» THE TASK
Reproduce the records from the line with "Segment church spire from this image." up to and including the line with "[108,145,201,246]", changing "roofline" to "roof edge" and leaving all else as it stands.

» EXERCISE INPUT
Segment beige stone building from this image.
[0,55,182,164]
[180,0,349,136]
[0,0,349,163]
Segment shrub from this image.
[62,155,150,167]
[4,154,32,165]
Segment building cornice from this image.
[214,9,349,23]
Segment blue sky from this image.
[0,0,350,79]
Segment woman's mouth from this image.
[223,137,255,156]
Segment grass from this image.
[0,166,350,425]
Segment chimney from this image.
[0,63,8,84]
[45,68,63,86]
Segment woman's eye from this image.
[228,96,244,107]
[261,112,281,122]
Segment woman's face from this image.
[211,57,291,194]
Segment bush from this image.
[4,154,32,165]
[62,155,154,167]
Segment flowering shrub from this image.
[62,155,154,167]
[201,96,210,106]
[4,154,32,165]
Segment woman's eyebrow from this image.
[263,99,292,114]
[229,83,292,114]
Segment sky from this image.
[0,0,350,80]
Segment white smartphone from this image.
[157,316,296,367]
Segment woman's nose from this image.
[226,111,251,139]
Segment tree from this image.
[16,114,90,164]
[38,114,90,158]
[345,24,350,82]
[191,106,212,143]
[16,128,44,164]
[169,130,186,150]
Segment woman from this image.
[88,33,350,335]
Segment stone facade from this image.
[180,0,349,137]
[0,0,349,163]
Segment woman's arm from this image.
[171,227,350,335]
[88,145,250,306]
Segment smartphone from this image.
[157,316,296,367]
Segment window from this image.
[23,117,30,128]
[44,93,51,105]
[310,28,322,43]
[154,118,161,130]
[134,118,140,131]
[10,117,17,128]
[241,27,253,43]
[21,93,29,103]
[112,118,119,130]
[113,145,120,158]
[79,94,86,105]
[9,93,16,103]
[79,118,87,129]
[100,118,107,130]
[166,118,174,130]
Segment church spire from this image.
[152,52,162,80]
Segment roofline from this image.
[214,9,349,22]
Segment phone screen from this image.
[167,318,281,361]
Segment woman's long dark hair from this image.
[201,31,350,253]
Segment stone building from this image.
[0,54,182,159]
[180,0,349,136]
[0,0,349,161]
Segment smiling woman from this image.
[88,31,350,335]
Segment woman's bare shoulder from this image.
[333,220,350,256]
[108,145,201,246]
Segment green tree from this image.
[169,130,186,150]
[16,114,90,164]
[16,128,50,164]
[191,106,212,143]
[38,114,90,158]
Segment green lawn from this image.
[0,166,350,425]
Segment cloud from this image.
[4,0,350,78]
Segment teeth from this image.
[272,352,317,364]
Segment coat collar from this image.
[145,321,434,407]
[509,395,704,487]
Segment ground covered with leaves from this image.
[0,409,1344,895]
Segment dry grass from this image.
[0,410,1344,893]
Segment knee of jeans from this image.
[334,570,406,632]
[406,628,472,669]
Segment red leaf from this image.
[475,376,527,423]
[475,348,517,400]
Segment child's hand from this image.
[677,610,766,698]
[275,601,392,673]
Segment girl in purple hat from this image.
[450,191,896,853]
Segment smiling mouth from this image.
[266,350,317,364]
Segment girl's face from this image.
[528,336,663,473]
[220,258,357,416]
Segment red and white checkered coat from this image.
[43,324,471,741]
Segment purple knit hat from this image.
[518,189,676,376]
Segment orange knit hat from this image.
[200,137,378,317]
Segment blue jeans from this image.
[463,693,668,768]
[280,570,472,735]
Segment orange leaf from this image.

» TASK SOLUTION
Segment church spire from this image.
[152,52,162,80]
Segment roof edge from this image.
[214,9,349,22]
Segment phone screen from this image.
[167,318,281,361]
Segment woman's long dark hair from this image.
[201,31,350,253]
Segment stone building from this image.
[0,54,182,159]
[180,0,349,136]
[0,0,349,161]
Segment smiling woman from this image.
[88,31,350,335]
Segment woman's bare shoulder from this image.
[333,220,350,256]
[108,145,201,246]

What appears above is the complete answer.